### ACTIVITIES:
A. Answer these questions from the text on Zigor's painting and sculpture:
(i) Which media does the text list for painting?
(ii) Which kinds of wood does Zigor's sculpture use?
(iii) What three things do the sculptures invite to pass through them?
B. Return the passage of the text on Zigor's painting and sculpture from "A struggle can" up to and including "winds that blow.".
C. Continue the text on Zigor's painting and sculpture with the part that follows its final sentence.

### TEXT EXCERPT:
Painting or the extension of a stroke 
Painting (watercolour, chalk, oil, gouache, acrylic or walnut ink) is the same process that spills out of the sketchbook to take on all its magnitude, sometimes on canvases measuring 3m50, hoisted like imaginary fronton pelota walls.

Sculpture 
Zigor's work explores several materials and elements in order to convey the same density: wood (oak, plane tree, chestnut and beech), bronze, steel. Happenstance seems to play a role in each work that expresses mass and movement, separation and fusion, fracture and regained balance.

A struggle can be detected between volumes, gravity and space that, by ingenious innate order, end up by merging and falling back into place.  Zigor's sculptures, witnesses to this "organized chaos", have no end. The lines seamlessly fuse and each angle of vision portrays a new piece that invites wind, water and light to pass through it. 

It is in the infinitely subtle that this tellurian orchestrator of sometimes gigantic constructions draws his source of inspiration. From the drop of water that bends a blade of grass without snapping it to the delicate wings of birds that withstand all the winds that blow.

### ENTRIES PROVIDED:

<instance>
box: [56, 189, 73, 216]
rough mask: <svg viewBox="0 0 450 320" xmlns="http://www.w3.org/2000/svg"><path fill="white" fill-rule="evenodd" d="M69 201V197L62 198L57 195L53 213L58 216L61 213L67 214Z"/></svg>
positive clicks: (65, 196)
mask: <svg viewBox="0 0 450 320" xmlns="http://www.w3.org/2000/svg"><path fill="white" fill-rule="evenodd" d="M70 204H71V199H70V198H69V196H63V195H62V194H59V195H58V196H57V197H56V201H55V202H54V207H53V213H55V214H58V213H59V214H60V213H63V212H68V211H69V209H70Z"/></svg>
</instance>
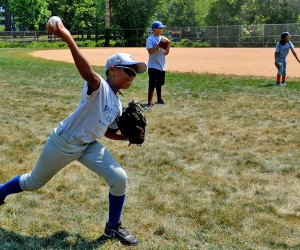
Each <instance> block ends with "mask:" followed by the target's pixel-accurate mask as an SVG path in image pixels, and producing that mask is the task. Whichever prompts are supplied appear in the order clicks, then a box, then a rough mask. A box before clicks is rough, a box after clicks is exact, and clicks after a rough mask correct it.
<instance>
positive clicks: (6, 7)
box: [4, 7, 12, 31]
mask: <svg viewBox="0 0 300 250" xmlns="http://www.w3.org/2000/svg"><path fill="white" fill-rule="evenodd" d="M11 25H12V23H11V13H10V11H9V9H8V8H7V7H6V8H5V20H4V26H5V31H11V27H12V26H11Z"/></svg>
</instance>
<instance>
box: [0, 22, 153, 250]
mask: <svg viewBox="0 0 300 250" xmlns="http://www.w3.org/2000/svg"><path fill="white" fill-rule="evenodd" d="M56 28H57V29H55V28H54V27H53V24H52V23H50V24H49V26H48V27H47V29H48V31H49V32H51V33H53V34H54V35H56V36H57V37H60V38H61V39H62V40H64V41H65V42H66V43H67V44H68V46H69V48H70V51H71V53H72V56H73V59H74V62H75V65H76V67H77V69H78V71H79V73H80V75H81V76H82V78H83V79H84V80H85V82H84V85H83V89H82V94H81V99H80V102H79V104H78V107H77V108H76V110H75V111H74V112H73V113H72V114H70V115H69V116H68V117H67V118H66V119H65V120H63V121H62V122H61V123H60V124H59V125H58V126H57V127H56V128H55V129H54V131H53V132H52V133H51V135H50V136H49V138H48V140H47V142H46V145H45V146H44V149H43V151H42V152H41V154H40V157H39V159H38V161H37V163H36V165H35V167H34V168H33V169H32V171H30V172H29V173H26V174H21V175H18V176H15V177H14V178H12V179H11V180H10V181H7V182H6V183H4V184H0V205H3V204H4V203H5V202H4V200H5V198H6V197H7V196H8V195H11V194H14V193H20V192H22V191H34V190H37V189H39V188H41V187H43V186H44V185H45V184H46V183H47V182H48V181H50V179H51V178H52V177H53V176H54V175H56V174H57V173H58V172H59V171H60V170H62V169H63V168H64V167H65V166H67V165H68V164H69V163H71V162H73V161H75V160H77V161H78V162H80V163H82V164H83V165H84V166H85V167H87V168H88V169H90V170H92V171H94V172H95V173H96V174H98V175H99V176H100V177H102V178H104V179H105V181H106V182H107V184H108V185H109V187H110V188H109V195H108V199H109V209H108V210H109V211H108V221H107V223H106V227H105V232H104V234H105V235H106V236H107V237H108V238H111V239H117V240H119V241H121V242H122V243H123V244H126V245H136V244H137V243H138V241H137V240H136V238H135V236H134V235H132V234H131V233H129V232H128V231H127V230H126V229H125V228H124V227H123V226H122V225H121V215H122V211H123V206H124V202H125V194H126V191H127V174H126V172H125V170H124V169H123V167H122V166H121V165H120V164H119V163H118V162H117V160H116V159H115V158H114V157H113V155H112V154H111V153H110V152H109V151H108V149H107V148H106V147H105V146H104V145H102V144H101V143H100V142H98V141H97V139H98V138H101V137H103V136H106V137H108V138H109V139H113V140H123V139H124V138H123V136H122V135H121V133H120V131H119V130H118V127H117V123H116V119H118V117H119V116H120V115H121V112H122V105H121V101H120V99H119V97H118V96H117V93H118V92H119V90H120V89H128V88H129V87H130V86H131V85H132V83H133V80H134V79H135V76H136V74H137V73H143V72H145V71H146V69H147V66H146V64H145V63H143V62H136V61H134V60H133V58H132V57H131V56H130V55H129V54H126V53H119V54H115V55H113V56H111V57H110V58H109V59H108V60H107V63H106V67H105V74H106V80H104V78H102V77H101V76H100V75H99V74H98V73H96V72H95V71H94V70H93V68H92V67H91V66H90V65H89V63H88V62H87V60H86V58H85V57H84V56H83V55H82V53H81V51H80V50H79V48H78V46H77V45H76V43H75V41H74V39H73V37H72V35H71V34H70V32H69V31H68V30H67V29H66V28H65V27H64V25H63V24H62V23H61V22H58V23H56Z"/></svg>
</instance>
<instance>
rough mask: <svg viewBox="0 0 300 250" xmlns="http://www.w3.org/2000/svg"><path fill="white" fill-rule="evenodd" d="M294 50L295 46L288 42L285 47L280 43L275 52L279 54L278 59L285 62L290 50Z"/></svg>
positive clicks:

...

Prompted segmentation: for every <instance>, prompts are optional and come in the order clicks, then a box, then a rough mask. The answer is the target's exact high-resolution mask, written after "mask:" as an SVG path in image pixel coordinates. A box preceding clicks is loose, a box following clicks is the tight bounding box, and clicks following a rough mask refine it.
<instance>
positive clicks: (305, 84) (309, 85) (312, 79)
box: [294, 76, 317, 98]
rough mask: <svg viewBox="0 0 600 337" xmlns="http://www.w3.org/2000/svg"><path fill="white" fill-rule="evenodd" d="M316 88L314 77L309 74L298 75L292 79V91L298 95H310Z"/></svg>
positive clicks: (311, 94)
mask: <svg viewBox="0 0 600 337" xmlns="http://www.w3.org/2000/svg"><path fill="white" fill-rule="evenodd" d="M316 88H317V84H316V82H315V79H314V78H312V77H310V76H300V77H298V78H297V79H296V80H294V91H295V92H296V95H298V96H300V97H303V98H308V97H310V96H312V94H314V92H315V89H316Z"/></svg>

### TASK-BY-TASK RESULTS:
A.
(i) Watercolour, chalk, oil, gouache, acrylic and walnut ink.
(ii) Oak, plane tree, chestnut and beech.
(iii) Wind, water and light.

B.
A struggle can be detected between volumes, gravity and space that, by ingenious innate order, end up by merging and falling back into place.  Zigor's sculptures, witnesses to this "organized chaos", have no end. The lines seamlessly fuse and each angle of vision portrays a new piece that invites wind, water and light to pass through it. 

It is in the infinitely subtle that this tellurian orchestrator of sometimes gigantic constructions draws his source of inspiration. From the drop of water that bends a blade of grass without snapping it to the delicate wings of birds that withstand all the winds that blow.

C.
Dimensions of spirituality and identity subtly occupy Zigor's work. "I sculpt like I pray", he says and this state of consciousness, embracing perception of beauty and hard-won freedom, also recounts a captive state of nothingness, convinced that poetry can perceptibly change the world.

"In the shadow of sculptures hides darkness,

And in darkness the shape of mystery,

And in mystery all the shapes."

- Zigor, In the shadow of sculptures

From infinitely small to monumental 
It was in 1996, after meeting the art dealer Paul Haim, that Zigor began working with bronze, fascinated by the play of light on this material.Zigor's monumental sculptures are represented in numerous collections in the Basque Country, Spain, Australia (Sydney), the United States (Washington and New York), Switzerland and Argentina. They stand in private gardens and public spaces, like the Urkulu fountain in Biarritz, witness to a rock's melancholy on seeing the wave recede.

"The sculpture is not the structure in bronze but rather the water that sings inside it."

– Zigor, Urkulu.

And so Zigor creates a totemic work, an entire Basque Country in his imagination.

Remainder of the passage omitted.